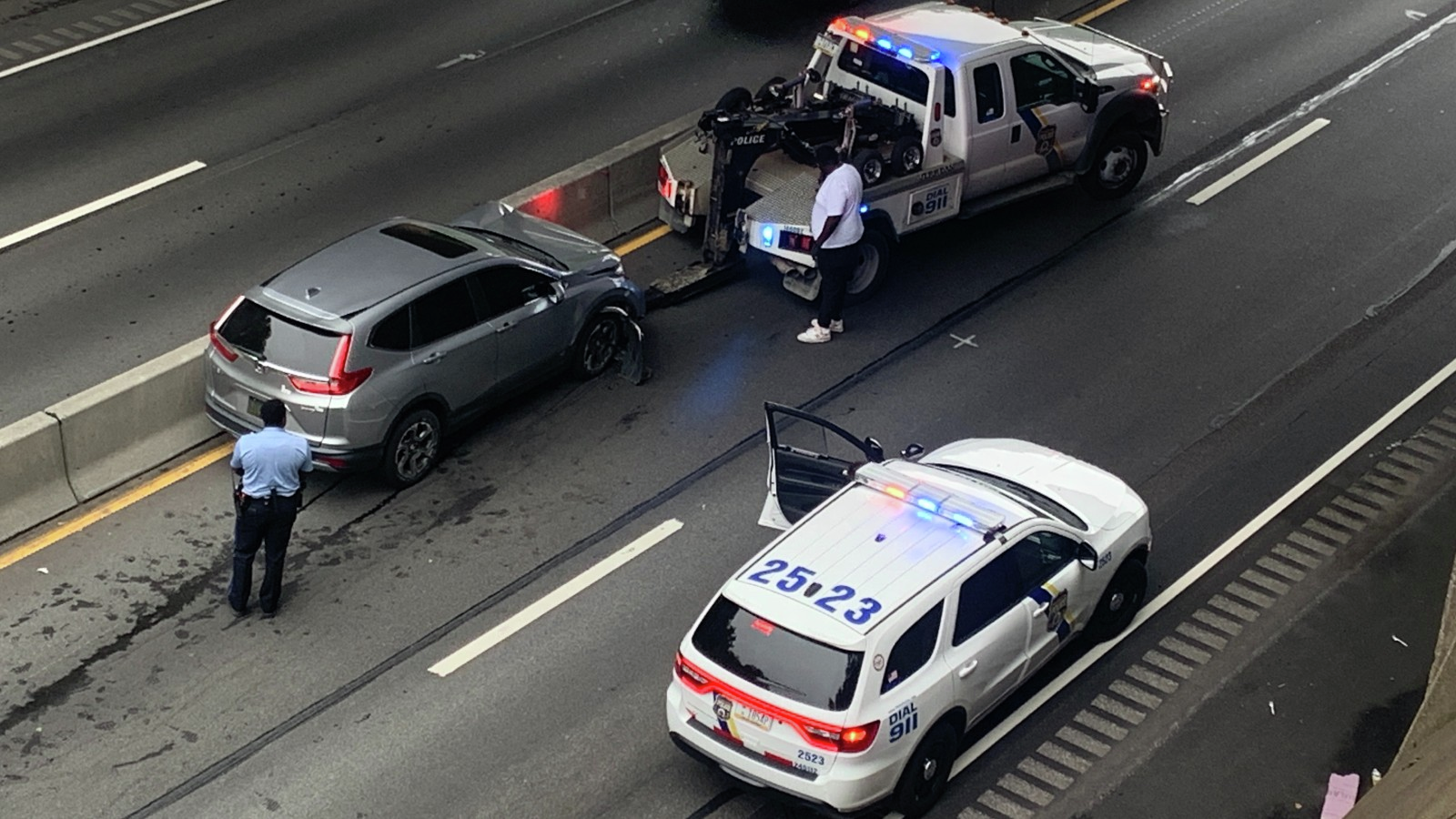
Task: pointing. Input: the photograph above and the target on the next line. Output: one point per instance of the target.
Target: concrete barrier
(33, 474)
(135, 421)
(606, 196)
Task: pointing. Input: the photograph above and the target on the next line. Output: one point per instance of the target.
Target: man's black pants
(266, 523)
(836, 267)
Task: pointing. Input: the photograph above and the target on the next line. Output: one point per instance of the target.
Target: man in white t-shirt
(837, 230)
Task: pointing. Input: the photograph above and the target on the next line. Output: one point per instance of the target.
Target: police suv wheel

#### SHORT TASK
Extract the records above line by line without changing any wording, and leave the pictures out.

#### FINAL RESULT
Task: pointing. Input: the photograph above and the target on the next line. Output: one point per instance of the target.
Target: concrete barrier
(33, 474)
(135, 421)
(606, 196)
Task: pointing. Input: the photograph above and the target on the next line. Output: one point per instance of the target.
Target: man's black pants
(266, 523)
(836, 267)
Task: pointing. Input: the photograph above and the target on the next line. Output: one point per instance of the target.
Target: man in white t-shirt
(837, 230)
Task: pointing. Input: the photograph above and the target on the next line. Output: one point per instance of the target.
Target: police suv wheel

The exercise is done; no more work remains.